(Point-based annotation data)
::::::

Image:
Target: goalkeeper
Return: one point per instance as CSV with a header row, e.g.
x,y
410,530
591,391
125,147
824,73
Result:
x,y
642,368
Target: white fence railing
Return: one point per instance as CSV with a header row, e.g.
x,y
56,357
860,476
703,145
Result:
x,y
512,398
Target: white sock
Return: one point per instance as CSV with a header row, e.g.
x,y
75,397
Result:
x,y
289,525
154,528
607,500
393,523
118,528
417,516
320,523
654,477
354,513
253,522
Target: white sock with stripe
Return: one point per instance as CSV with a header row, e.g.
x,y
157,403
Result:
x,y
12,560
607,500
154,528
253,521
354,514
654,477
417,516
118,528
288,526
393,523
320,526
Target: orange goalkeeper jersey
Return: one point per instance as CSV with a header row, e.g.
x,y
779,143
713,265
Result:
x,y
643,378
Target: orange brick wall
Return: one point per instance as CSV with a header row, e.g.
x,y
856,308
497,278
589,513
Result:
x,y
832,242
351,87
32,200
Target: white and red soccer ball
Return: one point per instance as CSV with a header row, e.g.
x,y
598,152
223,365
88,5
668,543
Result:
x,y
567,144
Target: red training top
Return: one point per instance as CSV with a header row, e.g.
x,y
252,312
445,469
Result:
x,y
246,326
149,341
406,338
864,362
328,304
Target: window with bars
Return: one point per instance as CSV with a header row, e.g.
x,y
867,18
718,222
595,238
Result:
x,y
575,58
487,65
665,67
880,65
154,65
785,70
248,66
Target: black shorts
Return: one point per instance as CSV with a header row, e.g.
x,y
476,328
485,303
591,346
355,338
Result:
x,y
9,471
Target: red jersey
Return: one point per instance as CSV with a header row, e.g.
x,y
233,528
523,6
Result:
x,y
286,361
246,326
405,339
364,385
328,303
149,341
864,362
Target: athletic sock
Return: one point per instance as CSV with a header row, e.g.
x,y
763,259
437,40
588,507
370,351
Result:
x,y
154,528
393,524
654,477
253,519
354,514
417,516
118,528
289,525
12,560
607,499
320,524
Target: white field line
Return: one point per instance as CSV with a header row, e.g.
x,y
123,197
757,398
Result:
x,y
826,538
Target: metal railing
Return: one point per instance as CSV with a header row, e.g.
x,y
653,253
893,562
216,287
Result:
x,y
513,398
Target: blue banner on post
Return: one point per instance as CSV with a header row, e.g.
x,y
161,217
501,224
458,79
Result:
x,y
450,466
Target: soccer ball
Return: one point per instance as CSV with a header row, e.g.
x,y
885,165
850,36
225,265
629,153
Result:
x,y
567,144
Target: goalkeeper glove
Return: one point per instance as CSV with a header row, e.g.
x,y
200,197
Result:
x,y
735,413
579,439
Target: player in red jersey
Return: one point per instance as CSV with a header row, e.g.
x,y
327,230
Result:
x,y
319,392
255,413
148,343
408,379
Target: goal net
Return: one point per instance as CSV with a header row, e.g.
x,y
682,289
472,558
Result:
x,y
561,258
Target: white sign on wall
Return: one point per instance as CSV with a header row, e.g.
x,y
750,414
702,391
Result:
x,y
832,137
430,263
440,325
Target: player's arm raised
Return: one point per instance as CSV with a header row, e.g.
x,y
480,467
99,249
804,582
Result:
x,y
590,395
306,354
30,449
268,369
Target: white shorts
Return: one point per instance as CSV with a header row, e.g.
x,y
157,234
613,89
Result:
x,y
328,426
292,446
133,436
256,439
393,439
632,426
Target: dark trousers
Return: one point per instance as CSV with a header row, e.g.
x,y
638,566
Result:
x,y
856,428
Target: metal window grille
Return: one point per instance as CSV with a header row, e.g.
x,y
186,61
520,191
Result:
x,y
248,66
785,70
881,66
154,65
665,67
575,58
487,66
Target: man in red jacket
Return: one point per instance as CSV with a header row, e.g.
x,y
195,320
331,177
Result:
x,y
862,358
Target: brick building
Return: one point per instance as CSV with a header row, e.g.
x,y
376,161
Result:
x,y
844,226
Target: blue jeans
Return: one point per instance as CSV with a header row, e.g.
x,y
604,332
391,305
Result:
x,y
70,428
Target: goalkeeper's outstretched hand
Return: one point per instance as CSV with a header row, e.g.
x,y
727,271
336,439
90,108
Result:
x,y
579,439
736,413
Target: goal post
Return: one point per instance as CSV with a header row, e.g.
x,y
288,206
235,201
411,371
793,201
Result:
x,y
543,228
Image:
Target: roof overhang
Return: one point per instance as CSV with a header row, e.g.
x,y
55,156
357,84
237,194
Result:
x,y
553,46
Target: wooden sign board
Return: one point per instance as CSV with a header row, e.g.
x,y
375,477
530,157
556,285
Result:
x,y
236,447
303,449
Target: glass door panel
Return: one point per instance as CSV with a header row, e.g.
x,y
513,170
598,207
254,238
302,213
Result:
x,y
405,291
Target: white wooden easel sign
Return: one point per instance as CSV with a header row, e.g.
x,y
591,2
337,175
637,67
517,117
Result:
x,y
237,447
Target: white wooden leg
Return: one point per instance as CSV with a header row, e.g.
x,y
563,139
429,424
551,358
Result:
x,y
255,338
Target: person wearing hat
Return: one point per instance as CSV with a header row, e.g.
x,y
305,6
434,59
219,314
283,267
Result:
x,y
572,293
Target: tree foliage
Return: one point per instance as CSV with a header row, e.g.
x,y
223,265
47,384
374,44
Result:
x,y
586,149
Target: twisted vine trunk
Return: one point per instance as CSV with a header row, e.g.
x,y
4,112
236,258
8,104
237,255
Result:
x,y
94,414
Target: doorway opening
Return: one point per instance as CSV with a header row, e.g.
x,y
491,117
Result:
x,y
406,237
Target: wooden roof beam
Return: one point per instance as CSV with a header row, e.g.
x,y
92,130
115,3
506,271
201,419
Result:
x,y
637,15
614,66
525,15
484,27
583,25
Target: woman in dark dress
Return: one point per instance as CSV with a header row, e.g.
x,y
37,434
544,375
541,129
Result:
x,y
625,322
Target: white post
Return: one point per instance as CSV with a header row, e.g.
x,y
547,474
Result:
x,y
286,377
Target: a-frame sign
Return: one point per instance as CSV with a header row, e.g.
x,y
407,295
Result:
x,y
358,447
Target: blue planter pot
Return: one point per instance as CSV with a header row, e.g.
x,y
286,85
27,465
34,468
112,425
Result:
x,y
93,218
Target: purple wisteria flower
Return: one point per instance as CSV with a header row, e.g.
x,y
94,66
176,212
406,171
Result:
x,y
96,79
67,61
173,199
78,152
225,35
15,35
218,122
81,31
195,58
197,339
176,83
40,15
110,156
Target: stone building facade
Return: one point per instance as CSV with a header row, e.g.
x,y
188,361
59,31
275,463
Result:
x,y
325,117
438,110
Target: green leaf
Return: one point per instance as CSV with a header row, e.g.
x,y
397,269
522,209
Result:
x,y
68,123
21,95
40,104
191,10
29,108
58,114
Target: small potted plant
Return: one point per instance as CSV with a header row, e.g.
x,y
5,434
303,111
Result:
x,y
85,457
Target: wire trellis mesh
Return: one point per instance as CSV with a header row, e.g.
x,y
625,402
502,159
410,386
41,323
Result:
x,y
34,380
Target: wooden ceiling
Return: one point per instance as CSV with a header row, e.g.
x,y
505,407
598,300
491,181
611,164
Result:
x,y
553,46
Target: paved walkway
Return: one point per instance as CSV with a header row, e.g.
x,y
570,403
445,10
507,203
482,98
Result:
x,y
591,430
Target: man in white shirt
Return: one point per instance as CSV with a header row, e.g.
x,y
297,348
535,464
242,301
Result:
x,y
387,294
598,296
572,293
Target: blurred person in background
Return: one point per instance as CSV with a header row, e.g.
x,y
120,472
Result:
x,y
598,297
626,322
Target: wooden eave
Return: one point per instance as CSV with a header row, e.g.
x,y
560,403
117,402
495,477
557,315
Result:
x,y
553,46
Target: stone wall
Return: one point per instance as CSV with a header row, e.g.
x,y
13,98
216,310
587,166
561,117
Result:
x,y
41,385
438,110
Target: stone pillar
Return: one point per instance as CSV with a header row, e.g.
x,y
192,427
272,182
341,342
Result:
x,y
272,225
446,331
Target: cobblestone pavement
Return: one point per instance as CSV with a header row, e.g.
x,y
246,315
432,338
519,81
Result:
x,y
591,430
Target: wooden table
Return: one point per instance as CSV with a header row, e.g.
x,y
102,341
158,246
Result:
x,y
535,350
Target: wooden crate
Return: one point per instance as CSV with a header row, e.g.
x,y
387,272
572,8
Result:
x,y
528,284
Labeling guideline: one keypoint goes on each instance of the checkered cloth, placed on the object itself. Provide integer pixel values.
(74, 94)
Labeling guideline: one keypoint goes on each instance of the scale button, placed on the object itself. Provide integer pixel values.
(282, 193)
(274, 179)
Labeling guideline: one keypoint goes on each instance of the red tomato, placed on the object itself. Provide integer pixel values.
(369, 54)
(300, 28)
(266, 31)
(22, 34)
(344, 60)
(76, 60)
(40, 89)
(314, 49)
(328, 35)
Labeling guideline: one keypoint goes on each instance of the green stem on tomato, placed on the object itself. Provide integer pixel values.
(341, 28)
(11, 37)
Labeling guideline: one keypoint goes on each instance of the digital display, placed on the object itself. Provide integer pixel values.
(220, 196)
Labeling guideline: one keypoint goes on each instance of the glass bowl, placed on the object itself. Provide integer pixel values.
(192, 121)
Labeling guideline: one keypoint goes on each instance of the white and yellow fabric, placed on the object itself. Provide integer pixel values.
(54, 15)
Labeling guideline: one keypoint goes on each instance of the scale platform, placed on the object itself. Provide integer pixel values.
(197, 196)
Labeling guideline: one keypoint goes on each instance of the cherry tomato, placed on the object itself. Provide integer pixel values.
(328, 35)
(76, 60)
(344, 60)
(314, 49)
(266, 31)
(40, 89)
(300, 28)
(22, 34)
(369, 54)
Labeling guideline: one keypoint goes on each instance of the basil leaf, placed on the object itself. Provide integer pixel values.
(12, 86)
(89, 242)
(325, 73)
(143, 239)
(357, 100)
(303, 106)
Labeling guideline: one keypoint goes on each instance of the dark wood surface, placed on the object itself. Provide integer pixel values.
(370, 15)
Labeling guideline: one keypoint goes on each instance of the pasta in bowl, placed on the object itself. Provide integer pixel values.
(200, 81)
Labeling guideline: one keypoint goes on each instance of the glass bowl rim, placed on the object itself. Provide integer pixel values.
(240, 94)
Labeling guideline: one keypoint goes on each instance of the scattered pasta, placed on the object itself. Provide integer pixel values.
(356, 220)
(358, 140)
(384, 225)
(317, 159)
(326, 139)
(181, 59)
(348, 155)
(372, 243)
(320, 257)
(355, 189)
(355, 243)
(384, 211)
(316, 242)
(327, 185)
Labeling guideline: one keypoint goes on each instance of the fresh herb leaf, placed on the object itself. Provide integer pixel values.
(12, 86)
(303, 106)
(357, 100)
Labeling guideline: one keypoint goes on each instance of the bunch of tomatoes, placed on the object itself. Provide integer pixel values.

::::::

## PROBLEM DETAILS
Your output consists solely of the lines from the one with "of the scattered" through the last line, copied exactly.

## OUTPUT
Labeling guideline: one keypoint goes on each instance of the scattered pasta, placed on the object itself. Provide integer pixel values.
(356, 220)
(358, 140)
(384, 225)
(317, 159)
(326, 139)
(181, 59)
(348, 155)
(372, 243)
(320, 257)
(355, 189)
(355, 243)
(384, 211)
(316, 242)
(327, 185)
Labeling guideline: one keypoint goes on each instance of the fresh herb leaf, placed on the object itself. Provide integer pixel values.
(12, 86)
(303, 106)
(357, 100)
Labeling guideline: one keypoint goes on each instance of the bunch of tomatoes, placed on the object itself. Provide integer pixel values.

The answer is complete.